Cavaletti (also spelled cavalletti, singular (rarely used in English) cavaletto) (Italian: "little horse") are small jumps, originally made of wood, used for basic horse training. Most consist of rails that are about 4 in wide, and 10 ft long. The rails are inserted into fixed standards, usually made in an "X" shape, that are commonly designed to be placed at one of three preset heights ranging from a few inches off the ground to a maximum of about 18 to 24 in. However, in informal terminology, even ground rails without standards are sometimes called "cavaletti". Modern designs can be made from various types of molded plastic and PVC pipe as well as wood. They can be used both for ground training with the handler working a horse on a longe line or at liberty, or while a rider is mounted on the horse. Cavaletti are used by practitioners of both English riding and western riding. Similar obstacles of lighter weight materials are used with dogs in dog agility and canine physical therapy.
*-*-*
Task description:
Reproduce the cavaletti passage word for word, in full.

Natural-language object grounding data:
*-*-*
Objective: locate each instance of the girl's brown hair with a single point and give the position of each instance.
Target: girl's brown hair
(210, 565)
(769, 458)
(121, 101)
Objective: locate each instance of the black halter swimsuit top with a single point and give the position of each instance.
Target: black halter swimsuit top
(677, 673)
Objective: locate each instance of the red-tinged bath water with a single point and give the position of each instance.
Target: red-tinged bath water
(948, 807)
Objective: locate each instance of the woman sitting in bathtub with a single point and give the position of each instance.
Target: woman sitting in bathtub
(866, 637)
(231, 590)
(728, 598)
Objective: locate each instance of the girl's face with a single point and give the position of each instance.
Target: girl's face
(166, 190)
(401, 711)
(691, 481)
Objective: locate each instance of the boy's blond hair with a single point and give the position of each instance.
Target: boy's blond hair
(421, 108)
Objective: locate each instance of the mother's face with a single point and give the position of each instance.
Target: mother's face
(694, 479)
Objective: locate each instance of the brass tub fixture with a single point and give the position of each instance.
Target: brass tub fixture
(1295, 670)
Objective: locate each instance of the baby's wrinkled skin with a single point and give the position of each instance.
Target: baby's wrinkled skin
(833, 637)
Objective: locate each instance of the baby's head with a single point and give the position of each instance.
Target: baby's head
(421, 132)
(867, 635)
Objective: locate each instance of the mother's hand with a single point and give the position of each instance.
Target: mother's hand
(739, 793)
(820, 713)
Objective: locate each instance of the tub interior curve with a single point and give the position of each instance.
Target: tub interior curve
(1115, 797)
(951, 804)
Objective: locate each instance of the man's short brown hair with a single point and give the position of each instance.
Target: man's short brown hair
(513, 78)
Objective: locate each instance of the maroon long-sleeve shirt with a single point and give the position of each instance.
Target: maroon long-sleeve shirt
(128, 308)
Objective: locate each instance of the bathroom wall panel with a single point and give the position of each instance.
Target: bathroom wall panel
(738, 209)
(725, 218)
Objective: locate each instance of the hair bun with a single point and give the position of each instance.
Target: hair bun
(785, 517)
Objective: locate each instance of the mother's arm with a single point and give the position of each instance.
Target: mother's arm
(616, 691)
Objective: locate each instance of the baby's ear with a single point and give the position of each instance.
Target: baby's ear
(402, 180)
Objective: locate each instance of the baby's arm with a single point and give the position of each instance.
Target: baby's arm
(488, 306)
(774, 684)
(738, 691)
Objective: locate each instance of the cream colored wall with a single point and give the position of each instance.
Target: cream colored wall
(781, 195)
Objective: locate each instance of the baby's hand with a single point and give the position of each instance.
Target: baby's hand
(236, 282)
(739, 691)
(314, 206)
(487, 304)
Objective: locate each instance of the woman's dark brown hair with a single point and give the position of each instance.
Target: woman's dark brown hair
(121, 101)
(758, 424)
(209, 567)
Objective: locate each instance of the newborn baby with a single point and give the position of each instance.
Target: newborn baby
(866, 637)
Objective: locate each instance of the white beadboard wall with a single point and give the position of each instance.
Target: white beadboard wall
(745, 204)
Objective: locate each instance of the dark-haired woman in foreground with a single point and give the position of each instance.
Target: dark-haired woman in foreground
*-*-*
Answer for this exercise:
Cavaletti (also spelled cavalletti, singular (rarely used in English) cavaletto) (Italian: "little horse") are small jumps, originally made of wood, used for basic horse training. Most consist of rails that are about 4 in wide, and 10 ft long. The rails are inserted into fixed standards, usually made in an "X" shape, that are commonly designed to be placed at one of three preset heights ranging from a few inches off the ground to a maximum of about 18 to 24 in. However, in informal terminology, even ground rails without standards are sometimes called "cavaletti". Modern designs can be made from various types of molded plastic and PVC pipe as well as wood. They can be used both for ground training with the handler working a horse on a longe line or at liberty, or while a rider is mounted on the horse. Cavaletti are used by practitioners of both English riding and western riding. Similar obstacles of lighter weight materials are used with dogs in dog agility and canine physical therapy.